---------- VORLIEGENDER TEXT ----------

# taz.de -- Fehlende Arbeitskräfte: Die stille Reserve der Fachkräfte
       
       > In Deutschland fehlen Arbeitskräfte. Viele. Mit familienfreundlichen
       > Strukturen ließen sich Hunderttausende Frauen aus der Teilzeitfalle
       > holen.
       
 (IMG) Bild: Die unsichtbaren Arbeitskräfte – hier eine brotbackende Frau
       
       Die ersten Betriebe schließen temporär, wie Bäckereien und Restaurants.
       Lieferungen dauern länger, Verwaltungen kommen nicht nach, Investitionen
       werden überdacht – überall fehlen Mitarbeitende. Von Monat zu Monat
       schwellen die Klagen der Unternehmen an: Wir brauchen Fachkräfte,
       Arbeitskräfte. Bald. Viele. Denn das ist erst der Anfang der demografischen
       Entwicklung.
       
       Gut, dass es rund 840.000 Arbeitskräfte gibt, die diese Lücken füllen
       können. Und das nicht nur in den Metropolen, sondern überall. Sie sind
       qualifiziert, motiviert und sprechen meist sehr gut Deutsch. Es sind:
       Frauen. Wenn alle Frauen mit Kindern unter sechs Jahren so viel arbeiten
       könnten, wie sie wollten, gäbe es 840.000 Arbeitskräfte mehr, [1][zitierte
       Bundesfamilienministerin Lisa Paus] unlängst eine Umfrage.
       
       Und es dürften weit mehr sein: Jede zweite Frau, insgesamt neun Millionen,
       arbeitet in Deutschland Teilzeit; Millionen von ihnen in
       Mini-midi-irgendwas-Jobs. Ein wahrer Schatz für die Wirtschaft. Und einer,
       den man heben könnte, wie die Fachkräftestrategie der Bundesregierung
       erkennt: Man wolle steuerliche Anreize zur Teilzeitbeschäftigung senken,
       sich die Minijobs anschauen und für eine bessere Kinderbetreuung sorgen.
       
       Aber sie setzt es nicht um. Seit Jahren nicht. Frauen sind hier keine
       stille Reserve für Fachkräfte, sondern für Kinderbetreuung, Pflege,
       Haushalt. Wie beim Ehegattensplitting. Die in Europa fast einzigartige (nur
       Luxemburg und Polen leisten sich ähnliche Modelle) systematische
       Benachteiligung des schlechter verdienenden Eheteils, ergo Frauen, wird
       seit Jahrzehnten kritisiert. Schweden hat sie schon 1970 abgeschafft.

---------- AUFGEFÜHRTE EINTRÄGE ----------

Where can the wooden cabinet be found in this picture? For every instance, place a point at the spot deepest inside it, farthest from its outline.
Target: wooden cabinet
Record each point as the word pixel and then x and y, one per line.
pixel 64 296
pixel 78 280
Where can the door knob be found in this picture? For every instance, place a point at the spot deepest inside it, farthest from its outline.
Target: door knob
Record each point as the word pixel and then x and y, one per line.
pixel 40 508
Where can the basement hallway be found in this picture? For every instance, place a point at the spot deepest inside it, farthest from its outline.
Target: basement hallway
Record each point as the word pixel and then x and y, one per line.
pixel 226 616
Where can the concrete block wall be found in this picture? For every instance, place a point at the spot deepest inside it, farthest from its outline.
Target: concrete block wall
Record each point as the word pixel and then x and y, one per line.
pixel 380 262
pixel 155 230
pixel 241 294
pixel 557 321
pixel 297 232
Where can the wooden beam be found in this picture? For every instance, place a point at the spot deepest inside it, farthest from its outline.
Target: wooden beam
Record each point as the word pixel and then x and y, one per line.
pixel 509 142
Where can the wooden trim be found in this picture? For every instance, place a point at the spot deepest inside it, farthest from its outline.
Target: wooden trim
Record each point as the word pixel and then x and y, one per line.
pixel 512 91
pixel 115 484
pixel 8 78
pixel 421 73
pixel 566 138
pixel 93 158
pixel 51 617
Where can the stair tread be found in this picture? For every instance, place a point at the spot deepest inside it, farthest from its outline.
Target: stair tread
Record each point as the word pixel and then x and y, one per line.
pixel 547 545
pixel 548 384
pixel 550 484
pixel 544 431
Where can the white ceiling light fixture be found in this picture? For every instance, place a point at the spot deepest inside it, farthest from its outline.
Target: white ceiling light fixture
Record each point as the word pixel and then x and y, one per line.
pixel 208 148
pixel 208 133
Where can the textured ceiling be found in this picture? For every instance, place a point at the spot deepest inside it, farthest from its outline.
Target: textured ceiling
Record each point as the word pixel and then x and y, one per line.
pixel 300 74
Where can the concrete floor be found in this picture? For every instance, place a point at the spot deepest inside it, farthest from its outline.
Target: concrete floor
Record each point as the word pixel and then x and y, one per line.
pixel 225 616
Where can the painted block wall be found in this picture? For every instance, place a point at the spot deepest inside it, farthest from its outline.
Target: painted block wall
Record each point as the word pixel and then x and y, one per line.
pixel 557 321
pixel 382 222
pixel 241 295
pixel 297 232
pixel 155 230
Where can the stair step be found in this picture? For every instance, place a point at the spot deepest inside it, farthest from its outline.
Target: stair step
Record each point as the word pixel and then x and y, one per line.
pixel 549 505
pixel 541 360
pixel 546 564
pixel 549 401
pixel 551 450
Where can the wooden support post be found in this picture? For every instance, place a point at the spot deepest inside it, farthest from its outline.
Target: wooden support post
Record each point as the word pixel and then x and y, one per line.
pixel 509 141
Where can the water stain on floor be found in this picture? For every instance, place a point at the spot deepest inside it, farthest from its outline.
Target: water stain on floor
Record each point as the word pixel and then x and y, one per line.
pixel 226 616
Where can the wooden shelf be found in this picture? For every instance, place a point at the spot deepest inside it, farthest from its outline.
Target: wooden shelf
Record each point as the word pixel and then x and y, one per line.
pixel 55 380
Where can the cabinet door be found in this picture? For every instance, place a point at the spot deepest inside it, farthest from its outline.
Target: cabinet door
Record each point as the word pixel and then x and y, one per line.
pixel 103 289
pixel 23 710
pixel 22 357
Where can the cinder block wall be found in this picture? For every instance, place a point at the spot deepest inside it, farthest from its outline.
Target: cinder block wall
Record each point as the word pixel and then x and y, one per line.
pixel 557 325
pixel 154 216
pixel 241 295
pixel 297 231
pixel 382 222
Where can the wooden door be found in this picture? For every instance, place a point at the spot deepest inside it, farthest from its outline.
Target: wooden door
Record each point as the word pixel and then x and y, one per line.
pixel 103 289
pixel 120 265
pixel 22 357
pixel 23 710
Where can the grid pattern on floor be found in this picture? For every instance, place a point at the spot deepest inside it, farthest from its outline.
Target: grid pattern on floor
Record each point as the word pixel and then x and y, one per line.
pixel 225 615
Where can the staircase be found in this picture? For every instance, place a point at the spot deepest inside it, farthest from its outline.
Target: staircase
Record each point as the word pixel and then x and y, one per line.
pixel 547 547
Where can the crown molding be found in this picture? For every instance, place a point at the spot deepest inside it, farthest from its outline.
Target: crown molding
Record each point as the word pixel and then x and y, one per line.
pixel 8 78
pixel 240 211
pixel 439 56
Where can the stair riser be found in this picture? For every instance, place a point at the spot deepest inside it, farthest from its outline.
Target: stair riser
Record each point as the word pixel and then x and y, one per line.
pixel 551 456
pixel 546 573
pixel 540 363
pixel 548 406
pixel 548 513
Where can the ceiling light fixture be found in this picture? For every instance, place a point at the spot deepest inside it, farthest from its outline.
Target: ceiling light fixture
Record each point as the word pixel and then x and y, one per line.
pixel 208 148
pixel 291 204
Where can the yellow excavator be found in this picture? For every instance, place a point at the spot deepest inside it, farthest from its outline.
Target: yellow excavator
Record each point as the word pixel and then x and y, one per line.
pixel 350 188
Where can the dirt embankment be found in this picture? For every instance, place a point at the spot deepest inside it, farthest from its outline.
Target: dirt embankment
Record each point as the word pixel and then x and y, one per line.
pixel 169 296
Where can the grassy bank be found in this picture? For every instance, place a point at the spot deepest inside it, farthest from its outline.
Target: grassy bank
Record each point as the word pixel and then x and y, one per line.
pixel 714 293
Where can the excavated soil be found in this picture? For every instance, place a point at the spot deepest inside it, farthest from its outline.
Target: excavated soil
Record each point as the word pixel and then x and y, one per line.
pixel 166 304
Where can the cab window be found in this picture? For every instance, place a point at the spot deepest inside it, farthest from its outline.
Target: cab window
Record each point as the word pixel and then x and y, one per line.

----------

**AUFGABE 1:**
Gib die Einträge noch einmal wieder, und zwar alles vom Anfang bis hinunter zur Zeile mit „pixel 509 142“, beide Enden eingeschlossen. Tausche dabei „wooden beam“ gegen „timber beam“ und lass alles Übrige unverändert.
**AUFGABE 2:**
Schreib den Text über fehlende Arbeitskräfte nach seinem letzten Satz weiter.

**ERGEBNIS 1:**
Where can the wooden cabinet be found in this picture? For every instance, place a point at the spot deepest inside it, farthest from its outline.
Target: wooden cabinet
Record each point as the word pixel and then x and y, one per line.
pixel 64 296
pixel 78 280
Where can the door knob be found in this picture? For every instance, place a point at the spot deepest inside it, farthest from its outline.
Target: door knob
Record each point as the word pixel and then x and y, one per line.
pixel 40 508
Where can the basement hallway be found in this picture? For every instance, place a point at the spot deepest inside it, farthest from its outline.
Target: basement hallway
Record each point as the word pixel and then x and y, one per line.
pixel 226 616
Where can the concrete block wall be found in this picture? For every instance, place a point at the spot deepest inside it, farthest from its outline.
Target: concrete block wall
Record each point as the word pixel and then x and y, one per line.
pixel 380 262
pixel 155 230
pixel 241 294
pixel 557 321
pixel 297 232
Where can the timber beam be found in this picture? For every instance, place a point at the spot deepest inside it, farthest from its outline.
Target: timber beam
Record each point as the word pixel and then x and y, one per line.
pixel 509 142

**ERGEBNIS 2:**
       ## „Mehr Fairness“ heißt „nicht ganz fair“
       
       Und Deutschland? Bleibt dabei. „Mehr Fairness“ bei diesem Steuerverfahren,
       wie es im Koalitionsvertrag heißt, bedeutet schön weiter „nicht ganz fair“.
       Sogar bewusst verschlimmert hat die Ampel die Minijobs. Statt sie – auch
       das ein europäisches Unikat – endlich abzuschaffen oder zumindest auf
       Rentner*innen und Studierende zu beschränken, weitet sie den Anreiz für
       Minijobs aus.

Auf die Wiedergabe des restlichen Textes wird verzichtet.